▶ WORK TASK
Restate the data below word for word, keeping each line intact.

Items listed in a dataset:

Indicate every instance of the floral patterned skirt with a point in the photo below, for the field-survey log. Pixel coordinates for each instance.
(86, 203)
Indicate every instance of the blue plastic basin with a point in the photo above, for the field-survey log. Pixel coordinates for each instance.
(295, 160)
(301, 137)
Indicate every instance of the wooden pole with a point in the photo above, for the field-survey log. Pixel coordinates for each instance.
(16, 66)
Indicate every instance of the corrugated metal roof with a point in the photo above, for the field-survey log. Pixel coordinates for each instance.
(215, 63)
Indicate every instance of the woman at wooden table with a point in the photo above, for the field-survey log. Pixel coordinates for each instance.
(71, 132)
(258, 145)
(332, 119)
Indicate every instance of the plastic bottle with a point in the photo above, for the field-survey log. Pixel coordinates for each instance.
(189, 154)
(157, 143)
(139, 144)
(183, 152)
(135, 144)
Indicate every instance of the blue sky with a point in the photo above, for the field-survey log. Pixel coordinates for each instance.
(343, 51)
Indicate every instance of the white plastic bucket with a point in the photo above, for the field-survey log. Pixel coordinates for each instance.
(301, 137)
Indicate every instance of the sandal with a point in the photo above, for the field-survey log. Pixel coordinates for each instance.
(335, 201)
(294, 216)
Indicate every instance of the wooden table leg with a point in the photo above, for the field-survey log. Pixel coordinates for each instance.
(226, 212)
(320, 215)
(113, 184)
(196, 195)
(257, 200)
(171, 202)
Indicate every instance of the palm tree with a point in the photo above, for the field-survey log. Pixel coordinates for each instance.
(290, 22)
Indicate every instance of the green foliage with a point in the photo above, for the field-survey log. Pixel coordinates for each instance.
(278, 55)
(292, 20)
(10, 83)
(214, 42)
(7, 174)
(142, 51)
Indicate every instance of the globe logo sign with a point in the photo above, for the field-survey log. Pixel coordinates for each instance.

▶ OUTPUT FOR THIS TASK
Indicate every instance of the floral patterned skirt with a point in the photo below, for the field-survey log. Pixel coordinates for each instance.
(86, 203)
Indicate every instance of the blue plastic basin with a point in the photo above, for the field-survey log. Pixel coordinates for each instance.
(295, 160)
(301, 137)
Indicate every instance of the wooden pole with a point in the photo above, for the field-survey log. Pixel coordinates for each instance.
(16, 66)
Indicate every instance of the corrugated metal roof with a point in the photo above, for the field-survey log. Pixel coordinates for each instance.
(215, 63)
Indicate every instance of the woman at wooden table with a point in the photo above, for the field-survey log. Pixel coordinates for each instance.
(71, 132)
(258, 145)
(332, 119)
Indicate every instance of the plastic bottle with a point in the photo above, for the field-survey log. Pixel coordinates for each instance.
(189, 154)
(157, 143)
(139, 144)
(183, 152)
(135, 144)
Indicate every instance of the blue sky with a point in the photo above, for the field-survey log. Pixel coordinates for each instance.
(343, 51)
Indicate every instance of the white plastic bucket with a point in the photo above, for the field-survey log. Pixel coordinates for each instance.
(301, 137)
Indicate every instance of the sandal with a point in the photo above, for the field-survey log. Pixel coordinates for each instance.
(335, 201)
(294, 216)
Indicate every instance of the wooden table leg with a point in the photo above, for the field-survey log. Pixel coordinates for each instance.
(226, 212)
(320, 215)
(113, 184)
(196, 195)
(257, 200)
(171, 202)
Indicate every instance of the palm tree with a point in the photo above, for the field-survey log. Pixel coordinates for each instance.
(290, 22)
Indicate every instance of the green foliage with a point in the photo above, for the field-survey log. Pixel coordinates for each instance.
(278, 55)
(292, 20)
(10, 83)
(214, 42)
(7, 174)
(142, 51)
Indicate every instance of the globe logo sign with a point in the photo above, for the field-survey log. Pixel coordinates for each instance.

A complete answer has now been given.